## Raw records
◇ ◇ ◇ ◇ ◇

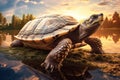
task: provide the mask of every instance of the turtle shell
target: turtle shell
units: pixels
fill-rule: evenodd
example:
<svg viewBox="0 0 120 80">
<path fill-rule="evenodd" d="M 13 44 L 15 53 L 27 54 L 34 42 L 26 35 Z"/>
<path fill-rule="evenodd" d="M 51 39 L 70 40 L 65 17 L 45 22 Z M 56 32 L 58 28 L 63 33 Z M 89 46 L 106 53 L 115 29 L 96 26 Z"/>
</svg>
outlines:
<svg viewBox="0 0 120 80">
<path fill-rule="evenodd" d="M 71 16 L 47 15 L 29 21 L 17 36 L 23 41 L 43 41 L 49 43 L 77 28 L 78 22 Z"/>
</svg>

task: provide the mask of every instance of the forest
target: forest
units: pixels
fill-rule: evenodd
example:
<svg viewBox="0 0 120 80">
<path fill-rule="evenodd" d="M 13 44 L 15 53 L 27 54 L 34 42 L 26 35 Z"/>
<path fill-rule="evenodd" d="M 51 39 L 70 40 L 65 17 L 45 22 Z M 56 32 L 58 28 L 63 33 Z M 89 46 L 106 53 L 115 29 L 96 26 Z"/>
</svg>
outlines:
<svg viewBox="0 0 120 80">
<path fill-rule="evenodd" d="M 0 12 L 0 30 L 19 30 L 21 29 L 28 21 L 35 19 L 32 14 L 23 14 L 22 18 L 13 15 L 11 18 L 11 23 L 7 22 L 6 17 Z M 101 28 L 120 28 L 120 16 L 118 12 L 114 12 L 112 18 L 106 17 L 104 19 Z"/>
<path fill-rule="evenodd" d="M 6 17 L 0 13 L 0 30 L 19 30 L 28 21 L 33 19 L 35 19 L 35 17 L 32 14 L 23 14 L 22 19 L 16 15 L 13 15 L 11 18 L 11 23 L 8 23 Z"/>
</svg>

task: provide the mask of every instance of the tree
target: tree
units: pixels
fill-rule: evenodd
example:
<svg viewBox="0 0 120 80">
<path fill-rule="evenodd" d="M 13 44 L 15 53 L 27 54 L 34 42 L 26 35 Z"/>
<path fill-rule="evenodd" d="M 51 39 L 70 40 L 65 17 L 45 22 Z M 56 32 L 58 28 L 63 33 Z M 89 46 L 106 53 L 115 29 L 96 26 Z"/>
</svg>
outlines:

◇ ◇ ◇ ◇ ◇

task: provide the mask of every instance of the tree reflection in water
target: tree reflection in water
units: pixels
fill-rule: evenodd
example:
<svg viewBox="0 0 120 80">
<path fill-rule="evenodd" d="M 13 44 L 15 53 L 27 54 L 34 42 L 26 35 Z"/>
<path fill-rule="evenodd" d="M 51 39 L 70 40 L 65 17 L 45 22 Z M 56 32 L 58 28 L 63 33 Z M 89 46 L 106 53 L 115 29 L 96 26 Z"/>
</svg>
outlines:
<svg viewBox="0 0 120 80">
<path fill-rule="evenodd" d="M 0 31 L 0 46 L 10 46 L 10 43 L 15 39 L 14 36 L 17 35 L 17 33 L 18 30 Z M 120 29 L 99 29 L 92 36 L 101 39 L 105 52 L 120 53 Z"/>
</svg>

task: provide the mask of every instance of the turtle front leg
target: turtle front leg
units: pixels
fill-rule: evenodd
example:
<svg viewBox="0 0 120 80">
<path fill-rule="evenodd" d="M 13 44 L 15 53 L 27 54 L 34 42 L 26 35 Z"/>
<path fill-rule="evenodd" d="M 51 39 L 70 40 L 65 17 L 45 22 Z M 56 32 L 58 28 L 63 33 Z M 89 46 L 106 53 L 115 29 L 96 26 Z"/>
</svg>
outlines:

◇ ◇ ◇ ◇ ◇

## Aim
Please copy the lines from the one containing "task: provide the mask of every instance of the forest" through the one containing "101 28 L 120", both included, reproducing each character unchanged.

## Answer
task: provide the mask of every instance of the forest
target: forest
units: pixels
fill-rule: evenodd
example:
<svg viewBox="0 0 120 80">
<path fill-rule="evenodd" d="M 13 44 L 15 53 L 27 54 L 34 42 L 26 35 Z"/>
<path fill-rule="evenodd" d="M 51 39 L 70 40 L 65 17 L 45 22 Z M 56 32 L 58 28 L 63 33 Z M 89 46 L 106 53 L 115 29 L 96 26 Z"/>
</svg>
outlines:
<svg viewBox="0 0 120 80">
<path fill-rule="evenodd" d="M 0 12 L 0 30 L 19 30 L 21 29 L 28 21 L 35 19 L 32 14 L 23 14 L 22 18 L 13 15 L 11 18 L 11 23 L 7 22 L 6 17 Z M 101 28 L 120 28 L 120 16 L 118 12 L 114 12 L 112 18 L 106 17 L 104 19 Z"/>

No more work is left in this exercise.